◆ **Working data**
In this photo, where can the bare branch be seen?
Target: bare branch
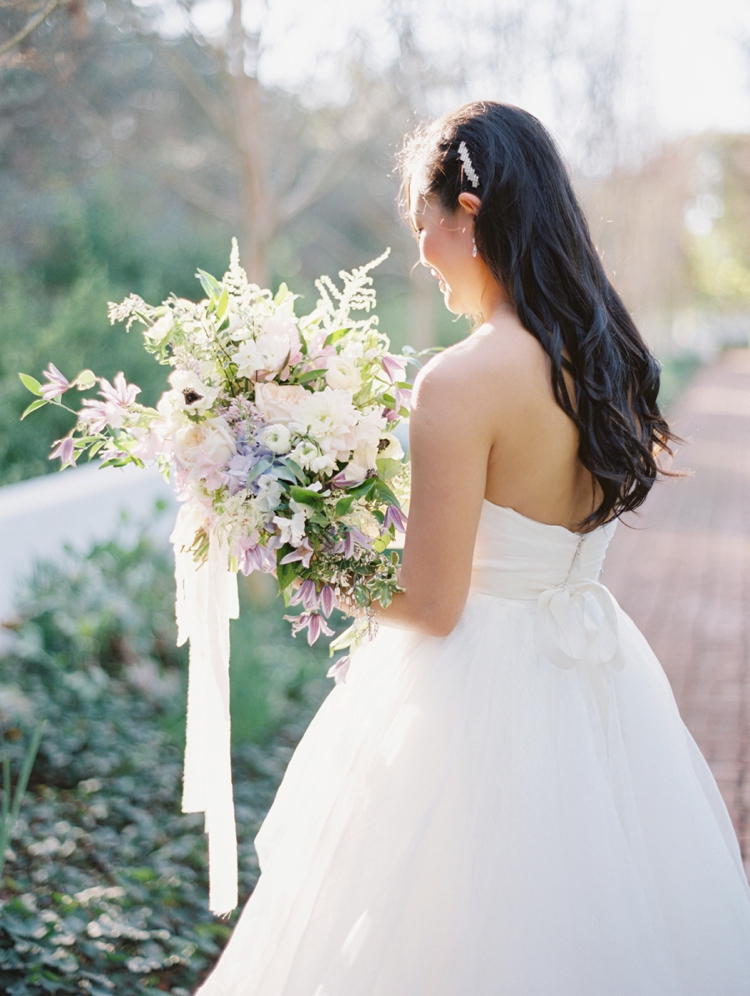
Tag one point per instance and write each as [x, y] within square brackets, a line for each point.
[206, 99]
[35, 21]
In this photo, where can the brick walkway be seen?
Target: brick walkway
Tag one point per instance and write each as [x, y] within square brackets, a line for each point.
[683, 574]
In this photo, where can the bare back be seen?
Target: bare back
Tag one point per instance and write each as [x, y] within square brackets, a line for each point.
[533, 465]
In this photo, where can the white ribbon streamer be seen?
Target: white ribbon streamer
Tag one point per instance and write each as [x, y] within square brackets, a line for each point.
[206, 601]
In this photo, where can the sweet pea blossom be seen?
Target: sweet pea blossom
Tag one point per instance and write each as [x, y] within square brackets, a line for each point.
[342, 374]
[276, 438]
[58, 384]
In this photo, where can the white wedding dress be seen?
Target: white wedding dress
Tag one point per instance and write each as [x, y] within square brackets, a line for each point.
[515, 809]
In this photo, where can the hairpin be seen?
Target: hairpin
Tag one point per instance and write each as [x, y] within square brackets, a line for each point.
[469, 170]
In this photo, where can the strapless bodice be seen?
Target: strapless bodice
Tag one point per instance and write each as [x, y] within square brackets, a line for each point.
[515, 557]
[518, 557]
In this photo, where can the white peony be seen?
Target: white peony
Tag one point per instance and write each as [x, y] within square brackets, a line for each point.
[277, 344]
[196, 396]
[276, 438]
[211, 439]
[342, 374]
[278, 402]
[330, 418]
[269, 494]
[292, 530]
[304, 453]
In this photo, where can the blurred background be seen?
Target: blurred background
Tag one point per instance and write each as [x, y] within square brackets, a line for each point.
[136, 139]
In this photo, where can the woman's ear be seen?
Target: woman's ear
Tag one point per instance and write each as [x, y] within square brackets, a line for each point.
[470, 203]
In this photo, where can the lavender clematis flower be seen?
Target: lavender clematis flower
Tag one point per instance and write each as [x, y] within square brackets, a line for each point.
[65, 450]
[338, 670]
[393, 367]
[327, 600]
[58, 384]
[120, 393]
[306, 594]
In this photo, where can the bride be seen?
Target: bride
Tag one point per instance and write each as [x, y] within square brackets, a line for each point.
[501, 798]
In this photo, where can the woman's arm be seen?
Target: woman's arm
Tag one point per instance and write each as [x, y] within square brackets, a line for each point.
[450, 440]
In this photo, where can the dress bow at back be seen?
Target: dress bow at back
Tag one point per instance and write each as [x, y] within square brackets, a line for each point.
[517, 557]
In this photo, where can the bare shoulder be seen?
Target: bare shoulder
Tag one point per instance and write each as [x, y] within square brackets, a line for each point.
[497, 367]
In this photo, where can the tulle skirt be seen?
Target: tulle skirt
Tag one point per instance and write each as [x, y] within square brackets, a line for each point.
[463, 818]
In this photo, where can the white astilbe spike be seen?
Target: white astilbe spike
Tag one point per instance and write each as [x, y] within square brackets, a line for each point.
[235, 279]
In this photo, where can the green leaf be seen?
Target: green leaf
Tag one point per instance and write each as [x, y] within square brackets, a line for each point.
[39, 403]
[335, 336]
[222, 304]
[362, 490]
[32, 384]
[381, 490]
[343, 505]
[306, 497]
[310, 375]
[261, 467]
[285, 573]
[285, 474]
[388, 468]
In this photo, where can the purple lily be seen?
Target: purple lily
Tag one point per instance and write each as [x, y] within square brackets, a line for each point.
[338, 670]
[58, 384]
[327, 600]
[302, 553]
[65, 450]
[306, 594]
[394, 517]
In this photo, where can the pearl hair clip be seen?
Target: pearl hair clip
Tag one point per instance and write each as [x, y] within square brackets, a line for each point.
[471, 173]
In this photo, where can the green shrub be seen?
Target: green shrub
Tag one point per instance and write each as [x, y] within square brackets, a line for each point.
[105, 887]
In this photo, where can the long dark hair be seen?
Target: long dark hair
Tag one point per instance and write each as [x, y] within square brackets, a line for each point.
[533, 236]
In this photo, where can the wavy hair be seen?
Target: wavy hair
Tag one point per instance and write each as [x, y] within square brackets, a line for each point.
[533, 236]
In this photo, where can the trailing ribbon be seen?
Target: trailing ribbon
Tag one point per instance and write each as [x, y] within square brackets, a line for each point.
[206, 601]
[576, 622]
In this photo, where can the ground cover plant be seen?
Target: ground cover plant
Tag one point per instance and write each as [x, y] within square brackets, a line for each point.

◆ **Requirements**
Write out the listing's lines as a numbered list, from the line containing "In this photo, where can the bare shoulder" through the end of the listing, both included. Leave out blank lines.

◆ **Written answer**
1. In this photo, where can the bare shoulder be seen?
2. Target: bare shoulder
3. Tag one point per instance and write each as [x, y] within square brackets, a line for each point.
4. [497, 367]
5. In this photo, where can the tulle skirt be seen?
6. Target: tulle skirt
7. Tag one point per instance and write each as [x, y] within square brackets, a line for each point.
8. [463, 818]
9. In this photo, where can the white astilbe spike be seen?
10. Target: white astilbe spike
11. Tag one point per instance and write each as [x, y] within square brackets, a line for each point.
12. [235, 279]
13. In this photo, where can the green leaf be seen?
14. Target: green leaf
15. Tag one point per instance and write each as [x, y] within square brackets, a line for each point.
16. [39, 403]
17. [335, 336]
18. [222, 304]
19. [362, 490]
20. [32, 384]
21. [381, 490]
22. [343, 505]
23. [306, 497]
24. [310, 375]
25. [261, 467]
26. [285, 573]
27. [285, 474]
28. [388, 468]
29. In this photo, where can the purple lily be seen?
30. Target: purple lily
31. Tag one point per instance and write each as [x, y] within square brackets, a line for each point.
32. [338, 670]
33. [58, 384]
34. [327, 600]
35. [302, 553]
36. [65, 450]
37. [306, 594]
38. [394, 517]
39. In this photo, where can the pearl hair clip be seen?
40. Target: pearl hair clip
41. Tag one point per instance and write each as [x, y] within square brackets, a line for each point.
42. [471, 173]
43. In this photo, where can the green shrub be seen?
44. Target: green shrub
45. Tag one point per instance and write each as [x, y] within square brackets, a line for each point.
46. [105, 887]
47. In this photo, where can the long dark hair be seen?
48. Target: long dark hair
49. Tag one point per instance and write each as [x, y] within square brackets, a line for each point.
50. [533, 236]
51. In this photo, where can the wavy hair be seen?
52. Target: wavy hair
53. Tag one point per instance and write each as [x, y] within square brackets, a line for each point.
54. [533, 236]
55. In this photo, where can the trailing ribbon be seen?
56. Target: trailing ribbon
57. Tag one point per instance and write each as [x, y] within square brackets, a line for each point.
58. [206, 601]
59. [576, 622]
60. In this photo, where can the ground cover plant be seen?
61. Target: ground cover plant
62. Tag one point per instance and write each as [x, y] within square brackets, a line for each point.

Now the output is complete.